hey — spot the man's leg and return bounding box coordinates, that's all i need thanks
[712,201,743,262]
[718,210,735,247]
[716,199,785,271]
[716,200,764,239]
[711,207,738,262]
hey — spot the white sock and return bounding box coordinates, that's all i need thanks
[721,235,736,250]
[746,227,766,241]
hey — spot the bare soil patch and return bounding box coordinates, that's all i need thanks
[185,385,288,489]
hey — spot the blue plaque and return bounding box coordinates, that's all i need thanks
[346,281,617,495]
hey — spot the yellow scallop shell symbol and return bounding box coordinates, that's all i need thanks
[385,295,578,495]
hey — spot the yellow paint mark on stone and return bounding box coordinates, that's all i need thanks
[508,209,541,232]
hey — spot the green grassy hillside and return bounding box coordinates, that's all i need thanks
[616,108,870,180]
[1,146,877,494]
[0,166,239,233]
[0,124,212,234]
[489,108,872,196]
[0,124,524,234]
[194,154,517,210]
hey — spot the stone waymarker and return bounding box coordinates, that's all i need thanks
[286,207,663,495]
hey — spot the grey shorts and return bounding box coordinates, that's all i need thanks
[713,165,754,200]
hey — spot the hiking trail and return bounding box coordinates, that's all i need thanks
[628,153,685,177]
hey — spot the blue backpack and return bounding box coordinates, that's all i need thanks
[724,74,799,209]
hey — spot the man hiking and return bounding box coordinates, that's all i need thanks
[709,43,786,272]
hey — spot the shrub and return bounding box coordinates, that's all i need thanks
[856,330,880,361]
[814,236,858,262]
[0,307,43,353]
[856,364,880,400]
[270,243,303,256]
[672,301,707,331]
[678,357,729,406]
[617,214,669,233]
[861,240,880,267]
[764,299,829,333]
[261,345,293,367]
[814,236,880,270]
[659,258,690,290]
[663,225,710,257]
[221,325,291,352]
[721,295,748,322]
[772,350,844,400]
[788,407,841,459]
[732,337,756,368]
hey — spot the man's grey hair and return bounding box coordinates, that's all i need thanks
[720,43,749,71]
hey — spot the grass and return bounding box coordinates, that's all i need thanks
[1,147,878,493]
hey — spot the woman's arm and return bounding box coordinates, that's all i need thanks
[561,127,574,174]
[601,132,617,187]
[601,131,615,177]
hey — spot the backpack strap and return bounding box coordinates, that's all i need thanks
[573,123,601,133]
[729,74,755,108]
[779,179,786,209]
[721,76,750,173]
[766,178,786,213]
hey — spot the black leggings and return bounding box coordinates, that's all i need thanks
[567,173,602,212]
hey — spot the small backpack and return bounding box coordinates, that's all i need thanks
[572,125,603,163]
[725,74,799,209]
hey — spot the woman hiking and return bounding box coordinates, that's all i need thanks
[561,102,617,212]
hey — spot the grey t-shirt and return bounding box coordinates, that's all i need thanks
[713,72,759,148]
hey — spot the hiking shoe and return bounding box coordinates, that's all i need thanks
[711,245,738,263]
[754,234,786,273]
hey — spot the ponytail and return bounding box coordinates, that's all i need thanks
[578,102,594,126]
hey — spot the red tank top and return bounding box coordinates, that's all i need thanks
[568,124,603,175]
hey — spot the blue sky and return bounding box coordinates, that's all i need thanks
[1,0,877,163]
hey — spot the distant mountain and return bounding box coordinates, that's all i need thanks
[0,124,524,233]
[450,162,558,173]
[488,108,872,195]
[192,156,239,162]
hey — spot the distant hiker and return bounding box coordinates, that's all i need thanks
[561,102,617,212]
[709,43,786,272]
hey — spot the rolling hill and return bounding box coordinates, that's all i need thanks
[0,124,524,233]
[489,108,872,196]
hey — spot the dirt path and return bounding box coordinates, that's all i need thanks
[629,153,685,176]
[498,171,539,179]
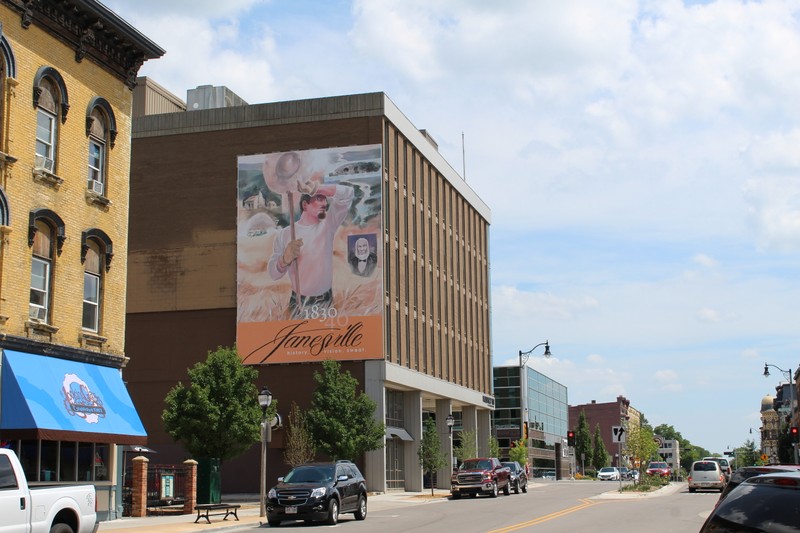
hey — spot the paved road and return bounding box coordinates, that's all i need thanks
[236,481,716,532]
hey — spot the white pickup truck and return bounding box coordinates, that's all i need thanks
[0,448,98,533]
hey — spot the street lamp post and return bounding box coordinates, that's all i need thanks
[446,414,455,472]
[518,341,551,466]
[763,363,798,463]
[258,386,273,518]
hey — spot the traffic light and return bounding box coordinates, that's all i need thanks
[567,430,576,447]
[791,426,799,443]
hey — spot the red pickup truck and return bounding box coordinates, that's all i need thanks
[450,458,511,498]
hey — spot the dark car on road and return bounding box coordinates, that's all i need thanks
[266,460,367,527]
[700,471,800,532]
[501,461,528,494]
[718,464,800,502]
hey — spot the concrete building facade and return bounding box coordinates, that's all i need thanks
[125,86,493,493]
[0,0,162,520]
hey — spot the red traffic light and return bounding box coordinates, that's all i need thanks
[567,430,576,447]
[791,427,799,443]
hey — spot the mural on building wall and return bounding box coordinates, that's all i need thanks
[236,145,384,364]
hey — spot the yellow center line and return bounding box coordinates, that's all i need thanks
[487,498,604,533]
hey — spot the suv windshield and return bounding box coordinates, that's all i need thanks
[283,466,334,483]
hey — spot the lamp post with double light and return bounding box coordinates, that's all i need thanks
[258,386,273,518]
[518,341,551,453]
[763,363,798,463]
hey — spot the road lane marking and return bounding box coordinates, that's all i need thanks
[487,499,603,532]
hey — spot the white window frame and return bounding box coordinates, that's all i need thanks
[82,270,100,332]
[30,256,50,321]
[35,108,56,162]
[87,137,105,194]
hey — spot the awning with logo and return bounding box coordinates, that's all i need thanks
[0,349,147,445]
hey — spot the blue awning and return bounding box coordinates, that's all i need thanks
[0,350,147,445]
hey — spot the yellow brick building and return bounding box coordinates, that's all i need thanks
[0,0,162,521]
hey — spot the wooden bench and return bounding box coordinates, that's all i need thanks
[194,503,241,524]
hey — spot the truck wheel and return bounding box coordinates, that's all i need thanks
[267,518,281,527]
[502,482,510,496]
[489,481,498,498]
[50,525,74,533]
[451,493,461,500]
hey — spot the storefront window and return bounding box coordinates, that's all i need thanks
[40,440,57,482]
[18,440,39,481]
[60,442,77,481]
[94,444,109,481]
[78,442,93,481]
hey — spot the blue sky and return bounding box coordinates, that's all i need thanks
[103,0,800,454]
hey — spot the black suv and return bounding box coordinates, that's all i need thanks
[266,460,367,527]
[501,461,528,494]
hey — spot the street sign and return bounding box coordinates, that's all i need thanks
[761,454,769,462]
[612,425,626,443]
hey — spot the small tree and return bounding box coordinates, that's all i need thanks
[417,417,448,495]
[508,439,528,468]
[488,435,501,458]
[283,402,316,466]
[306,360,385,461]
[162,346,267,463]
[575,411,593,473]
[591,424,609,471]
[625,423,657,483]
[454,428,478,462]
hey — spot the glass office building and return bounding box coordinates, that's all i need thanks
[493,366,569,477]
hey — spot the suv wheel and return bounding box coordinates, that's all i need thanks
[513,480,520,494]
[354,495,367,520]
[521,480,527,493]
[326,498,339,525]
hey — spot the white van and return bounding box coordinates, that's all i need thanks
[703,456,731,481]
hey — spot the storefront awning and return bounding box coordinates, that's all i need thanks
[0,349,147,445]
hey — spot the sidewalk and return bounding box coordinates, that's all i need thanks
[97,491,452,532]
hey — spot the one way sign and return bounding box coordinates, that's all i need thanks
[612,425,626,443]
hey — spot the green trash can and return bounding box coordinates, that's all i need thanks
[196,457,221,504]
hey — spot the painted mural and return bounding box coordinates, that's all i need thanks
[236,145,383,364]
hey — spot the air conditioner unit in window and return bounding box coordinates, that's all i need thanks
[88,179,104,195]
[34,154,55,173]
[28,304,47,321]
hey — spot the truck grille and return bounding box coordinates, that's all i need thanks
[458,474,483,484]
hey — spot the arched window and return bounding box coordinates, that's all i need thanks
[85,97,116,197]
[81,228,113,333]
[33,67,69,173]
[82,241,101,332]
[0,187,8,226]
[29,219,54,322]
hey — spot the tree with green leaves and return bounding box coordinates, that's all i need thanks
[417,417,448,495]
[488,435,501,458]
[592,424,609,471]
[454,428,478,462]
[283,402,316,466]
[162,346,270,463]
[305,360,385,461]
[508,439,528,467]
[625,423,657,482]
[575,410,593,474]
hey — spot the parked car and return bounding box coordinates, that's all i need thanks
[618,467,631,479]
[703,456,732,482]
[718,464,800,502]
[688,460,725,493]
[266,460,368,527]
[646,461,671,478]
[542,470,557,480]
[501,461,528,494]
[700,471,800,532]
[451,458,511,498]
[597,467,621,481]
[0,448,98,533]
[629,469,640,482]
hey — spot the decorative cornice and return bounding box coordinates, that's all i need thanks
[4,0,165,89]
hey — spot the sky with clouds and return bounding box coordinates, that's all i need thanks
[103,0,800,454]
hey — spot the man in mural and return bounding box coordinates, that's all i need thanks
[348,235,378,277]
[268,179,354,319]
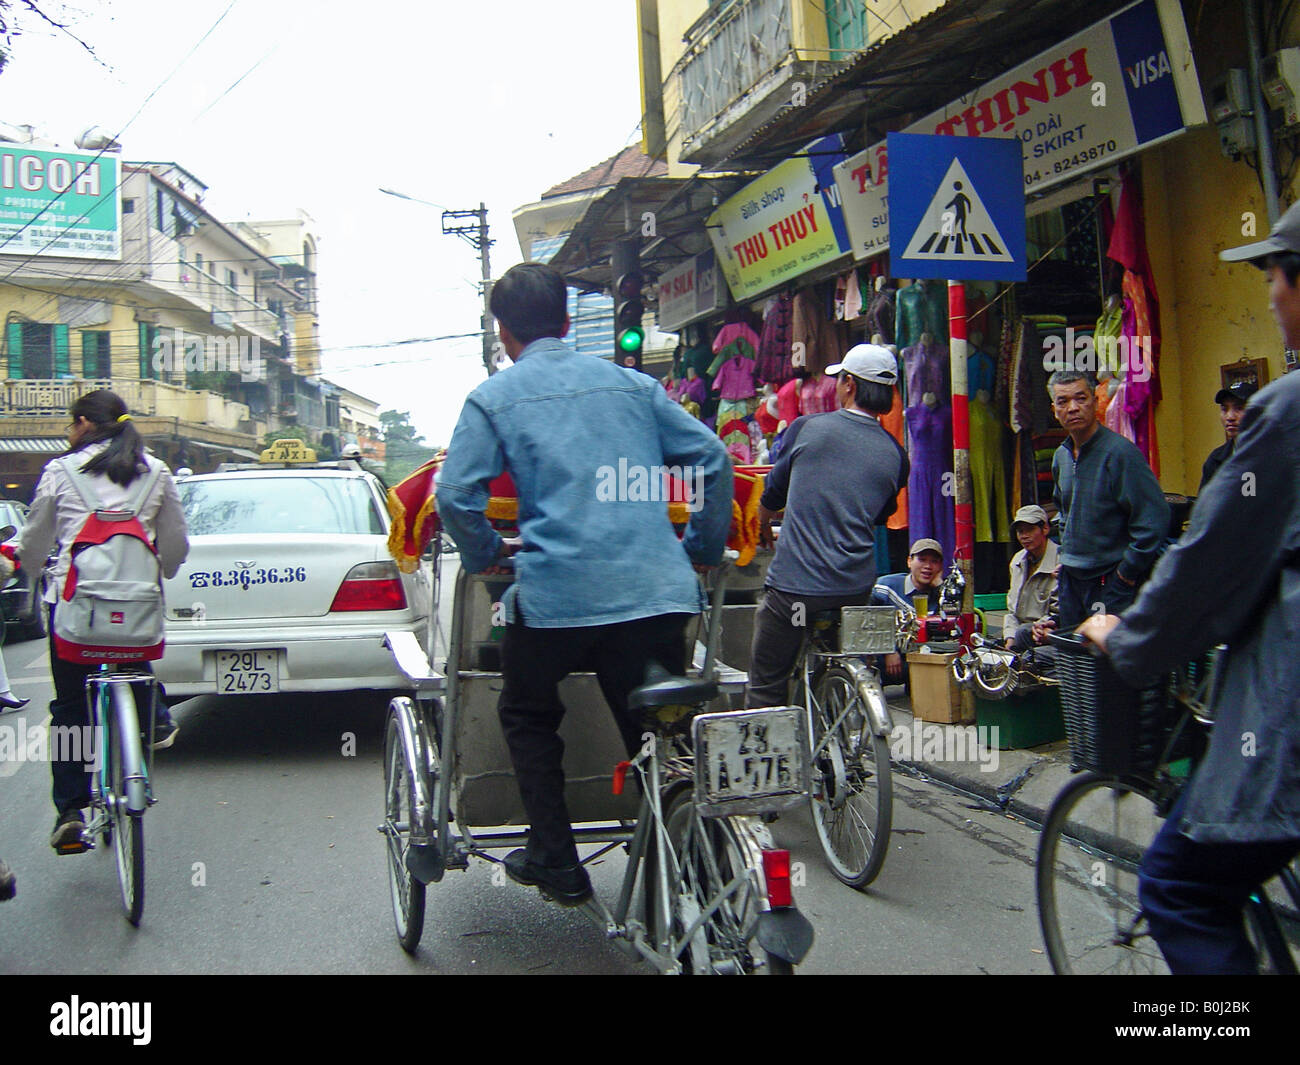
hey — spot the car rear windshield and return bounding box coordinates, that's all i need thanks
[180,476,386,536]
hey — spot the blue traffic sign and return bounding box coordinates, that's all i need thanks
[888,133,1026,282]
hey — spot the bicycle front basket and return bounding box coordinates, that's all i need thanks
[838,606,898,655]
[1048,632,1169,776]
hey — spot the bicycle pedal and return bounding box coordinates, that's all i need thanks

☆ ☆ ☆

- **WORK INSTRUCTION**
Output an exact copy of the lines beginning at the one that holds "hey — spot the blue traffic" and running through the final line of the records.

- **EXERCISE SOLUTION**
hey — spot the blue traffic sign and return bounding box coordinates, that's all i need thanks
[888,133,1026,282]
hey — spot the bicycle front basket and return bounding box coordinates, that's all i need thanks
[838,606,898,655]
[1048,632,1169,776]
hey — spot the bicycle pedal and return bounding box coordinates, that's all i need thanks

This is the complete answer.